#### [Source]
********************
Kubernetes: zero-downtime rolling updates

Rolling Update only makes sure that Kubernetes stops pods in rolling fashion - one by one, always ensuring there is the minimal desired amount of pods running. That may seem like enough for zero-downtime deployments. But as usual it is not that simple.

During rolling update Kubernetes has to terminate the old versions of pods - after all that's what you want. But that's problem when your pod is being terminated in middle of processing HTTP request. And that can happen when your application is not cooperating with Kubernetes. In this article I will look at why does that happen and how fix this.

The problem

The problem became apparent to us when we recently moved one of our most connected service to our Kubernetes cluster. The move was seamless, but after while we started seeing seemingly random connections errors to this service across our platform.

After some investigation we realized that whenver we deployed new update to the service, there was chance some of the other services fails some requests during the deployment.

To prove that hypothesis I did synthetic test using wrk and triggering the rolling update at the same time:

wrk https://www.server.com/api &
sleep 1 && kubectl set image deployment/api api=driftrock/api:2

The result confirmed the problem:

Running 10s test @ https://www.server.com/api
  2 threads and 10 connections
  Thread Stats   Avg      Stdev     Max   +/- Stdev
    Latency   290.50ms  176.36ms   1.19s    87.78%
    Req/Sec    19.39      9.31    49.00     47.06%
  368 requests in 10.10s, 319.48KB read
  Non-2xx or 3xx responses: 19
Requests/sec:     36.44
Transfer/sec:     31.63KB

Lets' look at the issue in more detail further in this article.

Kubernetes pod termination process

Let's look first at how Kubernetes terminates pods. It will be crucial to understand how application should handle the termination.

According to the documentation https://kubernetes.io/docs/concepts/workloads/pods/pod/#termination-of-pods it follows these steps (more or less):

  1. If pod has network services, kubernetes stops routing new connections to the terminating pod. Already established connections are left intact and open.
  2. Kubernetes sends TERM signal to the root process of each container in the pod, assuming containers will start stopping. The signal it sends cannot be configured.
  3. It waits time period specified in terminationGracePeriodSeconds of pod (30 seconds by default). If the containers are still running at this point, it sends KILL terminating the containers without giving them chance for one more breath.

That looks good. What is the issue?

It seems that Kubernetes does everything needed - stops sending new connections and gives the application 30 seconds to stop the currently processing work.
********************
#### [Point annotation records]
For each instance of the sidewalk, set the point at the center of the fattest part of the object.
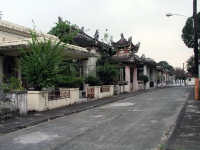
(34, 118)
(186, 135)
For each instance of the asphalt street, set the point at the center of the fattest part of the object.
(141, 122)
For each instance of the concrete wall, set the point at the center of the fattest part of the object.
(4, 36)
(127, 78)
(191, 82)
(97, 92)
(135, 84)
(1, 66)
(38, 100)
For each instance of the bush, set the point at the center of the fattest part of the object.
(71, 82)
(144, 78)
(92, 80)
(11, 84)
(39, 65)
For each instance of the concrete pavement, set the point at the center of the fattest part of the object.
(186, 134)
(34, 118)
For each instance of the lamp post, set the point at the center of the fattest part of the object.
(195, 46)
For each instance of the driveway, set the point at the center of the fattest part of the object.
(142, 122)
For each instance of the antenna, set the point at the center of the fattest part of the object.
(0, 15)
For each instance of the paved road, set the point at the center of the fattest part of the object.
(138, 123)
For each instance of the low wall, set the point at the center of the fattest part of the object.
(97, 92)
(41, 100)
(107, 91)
(140, 85)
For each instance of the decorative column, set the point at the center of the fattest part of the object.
(1, 66)
(127, 78)
(135, 84)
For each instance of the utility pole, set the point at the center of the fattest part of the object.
(196, 50)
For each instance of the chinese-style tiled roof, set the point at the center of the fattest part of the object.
(84, 40)
(131, 57)
(123, 43)
(148, 61)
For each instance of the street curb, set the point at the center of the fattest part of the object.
(176, 124)
(66, 114)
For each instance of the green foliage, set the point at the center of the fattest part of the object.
(144, 78)
(166, 65)
(180, 73)
(159, 76)
(188, 31)
(10, 84)
(190, 65)
(92, 80)
(107, 50)
(64, 31)
(39, 63)
(69, 76)
(107, 73)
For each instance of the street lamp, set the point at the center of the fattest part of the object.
(195, 46)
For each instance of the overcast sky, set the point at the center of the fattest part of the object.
(144, 20)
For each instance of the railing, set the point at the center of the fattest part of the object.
(57, 94)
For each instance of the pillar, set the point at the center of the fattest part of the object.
(127, 78)
(135, 84)
(1, 66)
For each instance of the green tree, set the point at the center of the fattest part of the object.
(191, 65)
(166, 65)
(144, 78)
(179, 73)
(106, 51)
(188, 31)
(69, 75)
(39, 65)
(64, 31)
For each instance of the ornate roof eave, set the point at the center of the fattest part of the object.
(131, 58)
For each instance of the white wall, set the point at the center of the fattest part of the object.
(190, 81)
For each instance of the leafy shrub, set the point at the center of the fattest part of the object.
(11, 84)
(144, 78)
(39, 65)
(92, 80)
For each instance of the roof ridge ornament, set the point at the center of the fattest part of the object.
(0, 15)
(138, 44)
(96, 35)
(130, 39)
(122, 36)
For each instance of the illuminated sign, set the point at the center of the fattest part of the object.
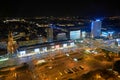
(22, 52)
(37, 50)
(75, 34)
(64, 45)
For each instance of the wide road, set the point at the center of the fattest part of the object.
(59, 67)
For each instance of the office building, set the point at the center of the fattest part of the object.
(96, 28)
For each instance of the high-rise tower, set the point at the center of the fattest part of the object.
(12, 45)
(96, 28)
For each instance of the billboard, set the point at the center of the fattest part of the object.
********************
#### [Directive]
According to the Kubernetes article, what steps does Kubernetes follow when it terminates a pod? List them in order. The records come from a separate source and are unrelated to the Kubernetes article.

#### [Task result]
1. If the pod has network services, Kubernetes stops routing new connections to the terminating pod, leaving already established connections intact and open.
2. Kubernetes sends a TERM signal to the root process of each container in the pod. This signal cannot be configured.
3. Kubernetes waits for the period set in the pod's terminationGracePeriodSeconds (30 seconds by default). If the containers are still running after that, it sends KILL to terminate them.